= Aufgabe 1 =
Beantworte zum Text über das Kunsthaus Bregenz diese Fragen:
(a) Aus welchem Land stammt Peter Zumthor?
(b) Als was gilt Zumthor laut dem Text?
(c) Wofür ist das Haus am Bodensee ausschließlich konzipiert?
= Aufgabe 2 =
Übertrage folgenden Satz aus dem Text über das Kunsthaus Bregenz ins Englische: „Das Gebäude soll zum zurückhaltenden und unterstützenden Rahmen für die gewünschte Funktion werden.“

===== Seite

Mit dem Kunsthaus in Bregenz schuf der Schweizer Peter Zumthor einen architektonisch herausragenden Museumsbau und ein programmatisches Beispiel für funktionalen wie ästhetischen Minimalismus.

Man möchte den Schweizer Architekten Peter Zumthor als programmatischen Architekturtheoretiker bezeichnen, auch oder gerade weil er seine abstrakten Vorstellungen häufig und erfolgreich umsetzen konnte. Er gilt als eigensinniger Perfektionist. Seine vielfach preisgekrönten Bauten zeigen oft erst im Nachhinein ihre herausragende Qualität. Sein erklärtes Ziel ist es, Atmosphären zu schaffen; Atmosphären, die die Bestimmung in den Mittelpunkt rücken. Das Gebäude soll zum zurückhaltenden und unterstützenden Rahmen für die gewünschte Funktion werden.

Beim Bau des Kunsthauses in Bregenz konnte er die Tragfähigkeit seiner Konzeptionen unter Beweis stellen, denn das Haus am Bodensee ist ausschließlich für Wechselausstellungen konzipiert.

==========
===== Gespeicherte Daten

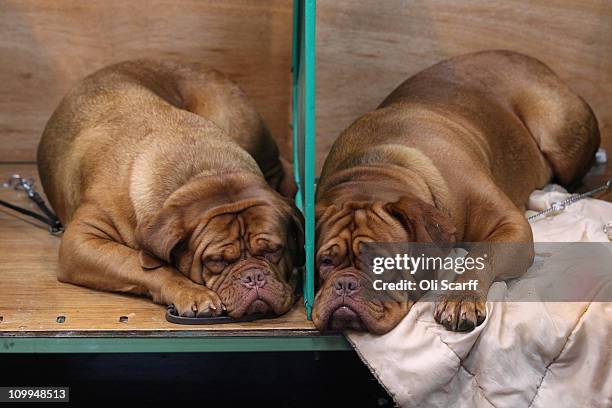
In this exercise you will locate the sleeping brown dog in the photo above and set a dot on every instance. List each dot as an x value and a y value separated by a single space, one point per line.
164 176
451 155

==========

= Antwort 1 =
(a) Aus der Schweiz.
(b) Als eigensinniger Perfektionist.
(c) Für Wechselausstellungen.

= Antwort 2 =
The building is meant to become a restrained and supportive framework for the desired function.